Document passage:

# # # # #

Phil Davies - Senior Writer
Published July 1, 2007 | July 2007 issue
In February the Minnesota Legislature adopted the most ambitious renewable-energy mandate in the country. By requiring most utilities serving Minnesota customers to derive 25 percent of their retail electricity sales from renewable sources by 2025, the mandate commits electricity producers to a rapid ramp-up in generation from wind power, solar power, wood burning and other renewable technologies. To satisfy the mandate, an additional 5,000 to 6,000 megawatts (Mw) of renewable generating capacity—seven times Minnesota's current capacity—must flow onto the state's grid over the next 18 years. Expensive transmission upgrades are needed to carry that power to residential and business users, who could end up paying more for electricity.
Yet barely a whimper was heard from power companies, business interests and consumer advocates when the measure passed. Those most affected by the mandate—utilities that must abide by it and heavy electricity users that have no choice but to buy their power—seemed resigned to the inevitable.
The Minnesota Chamber of Commerce, which over the years has opposed renewable-energy mandates, struck a neutral stance on the law, officially called a renewable portfolio standard, or RPS. Missouri River Energy Services, an electricity wholesaler based in Sioux Falls, S.D., that serves 24 municipal utilities in Minnesota, voiced disappointment over the legislation's failure to push for transmission improvements, but didn't object publicly to its main thrust. In a telephone interview, spokesman Bill Radio said that MRES is also concerned that the law will raise electricity rates for its members and their customers.
"But this is the way that everybody is going," he said, "and we certainly don't feel that others should do things that are environmentally responsible, and we shouldn't. So we're going at it just as everybody else will."
Mandating power production from renewable resources does appear to be the way everybody is going, in the Ninth District and across the country. Montana and Wisconsin are among 22 other states (plus the District of Columbia) that have enacted similar but less stringent RPSs with various minimum percentages, eligible technologies, and intermediate and final target dates. Montana's standard, adopted in 2005, requires investor-owned utilities to obtain 5 percent of their electricity from new renewable-energy facilities by 2008 and 15 percent by 2015. Wisconsin upped its modest RPS last year, setting a statewide renewable-energy goal of 10 percent by 2015. To get there, each utility must increase its renewable-energy percentage by at least six points above average 2001-03 levels. (See table for a comparison of state RPSs.)
Proponents of renewable-energy mandates cite their environmental benefits and the economic promise they hold for rural areas. Commenting on Minnesota's tough standard, Mike Bull, assistant commissioner for renewable energy in the state Department of Commerce, said that the measure helps the state utilize its "indigenous resources" for generating electricity rather than import coal and natural gas from other states. "There's an environmental benefit to that, and there's an economic development benefit to that," he said. "Since we have the resource, we also want to attract the manufacturing facilities that go along with creating the infrastructure to utilize the resource."
Opponents of RPSs are mostly silent. Amid growing evidence of, and public anxiety over, global warming, the idea of displacing fossil fuels with renewable energy has garnered considerable political and popular support in the past few years.

# # # # #

Dataset entries:
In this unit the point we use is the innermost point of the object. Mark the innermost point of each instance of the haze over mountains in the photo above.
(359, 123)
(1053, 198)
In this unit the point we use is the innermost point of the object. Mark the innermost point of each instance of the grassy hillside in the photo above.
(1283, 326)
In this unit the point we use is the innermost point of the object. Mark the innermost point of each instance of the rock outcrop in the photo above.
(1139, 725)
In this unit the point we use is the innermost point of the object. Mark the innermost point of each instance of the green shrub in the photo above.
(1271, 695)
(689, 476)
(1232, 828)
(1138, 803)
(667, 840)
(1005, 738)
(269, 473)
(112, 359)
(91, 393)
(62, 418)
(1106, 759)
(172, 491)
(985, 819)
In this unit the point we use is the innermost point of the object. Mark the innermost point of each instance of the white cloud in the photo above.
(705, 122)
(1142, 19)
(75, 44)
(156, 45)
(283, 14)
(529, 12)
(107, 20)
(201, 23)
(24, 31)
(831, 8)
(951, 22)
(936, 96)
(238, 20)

# # # # #

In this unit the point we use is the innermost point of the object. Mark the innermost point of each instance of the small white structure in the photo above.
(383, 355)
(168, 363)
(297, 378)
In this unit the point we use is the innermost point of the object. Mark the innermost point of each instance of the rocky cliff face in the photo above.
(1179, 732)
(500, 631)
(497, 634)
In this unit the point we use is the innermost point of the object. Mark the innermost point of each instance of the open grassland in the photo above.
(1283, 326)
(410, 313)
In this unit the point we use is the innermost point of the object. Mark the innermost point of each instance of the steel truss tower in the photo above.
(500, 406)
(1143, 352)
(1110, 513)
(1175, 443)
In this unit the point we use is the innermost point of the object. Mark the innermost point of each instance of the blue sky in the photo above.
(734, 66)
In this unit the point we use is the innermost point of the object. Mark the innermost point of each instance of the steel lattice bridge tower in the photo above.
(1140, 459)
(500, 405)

# # # # #

Required work:
1. Lay out the lines of the records as a Markdown table with the columns "No." and "Record line." Include every line from the one containing "mountains in the photo above." through the one containing "(1139, 725)", both ends included, and omit any blank lines.
2. Pick up the article on Minnesota's renewable-energy mandate after its final sentence and continue writing it.

Exercise results:
1.
| No. | Record line |
|---|---|
| 1 | In this unit the point we use is the innermost point of the object. Mark the innermost point of each instance of the haze over mountains in the photo above. |
| 2 | (359, 123) |
| 3 | (1053, 198) |
| 4 | In this unit the point we use is the innermost point of the object. Mark the innermost point of each instance of the grassy hillside in the photo above. |
| 5 | (1283, 326) |
| 6 | In this unit the point we use is the innermost point of the object. Mark the innermost point of each instance of the rock outcrop in the photo above. |
| 7 | (1139, 725) |

2.
But as states across the country jump on the RPS bandwagon, it's fair to ask if mandates are the right mechanism to encourage greater use of renewable energy. State mandates raise a lot of questions for utilities, regulators and electricity consumers: Will mandates drive up electricity rates, and if so, by how much? Are energy portfolios imbued with green capable of reliably delivering electricity to where it's needed? If government deems greater generation and consumption of renewable energy important enough to justify intervention in electricity markets, are mandates the right public policy tool?
The available evidence suggests that district RPSs at current levels won't short-circuit electricity supplies or send rates soaring, although some increases are likely. But nor are they the ideal way to stimulate renewable-energy development.
Government edicts have a way of getting things moving. Renewable-energy mandates have effectively fostered renewable-energy development in the district because utilities have no choice in the matter; they must buy green power from somewhere. A 1994 Minnesota law requiring Xcel Energy to purchase a minimum amount of renewable power as a condition for storing radioactive waste at its Prairie Island nuclear plant is credited with jump-starting large-scale wind power development in the state. Since the mid-1990s utilities and private developers have erected more than 40 utility-grade wind farms in the windswept southwestern corner of the state.
Portfolio standards contribute to sustained industry growth by giving renewables a fighting chance against entrenched conventional fuels, advocates say. By guaranteeing customers for renewable energy, mandates help nascent renewable technologies and industries achieve economies of scale. Widespread development of large commercial wind farms, combined with refinements in turbine technology, has helped lower the price utilities pay for wind power to about six cents per kilowatt hour (kWh), roughly half of what it was 20 years ago.
"Without mandates, the utilities would have simply dabbled in wind," said Michael Vickerman, executive director of Renew Wisconsin, a nonprofit organization that supports renewable-energy development. "With mandates, utilities are forced to integrate wind into their core energy plan. What we've seen over the past 25 years is the mainstreaming of wind."
Wind's relatively low cost has made it the go-to renewable-energy source for district utilities trying to satisfy RPSs. With assistance from a federal production tax credit for wind farms that reduces the cost of their electricity by roughly one-third, wind power has become roughly competitive with new coal generation and natural gas firing, spurring wind power development across the country.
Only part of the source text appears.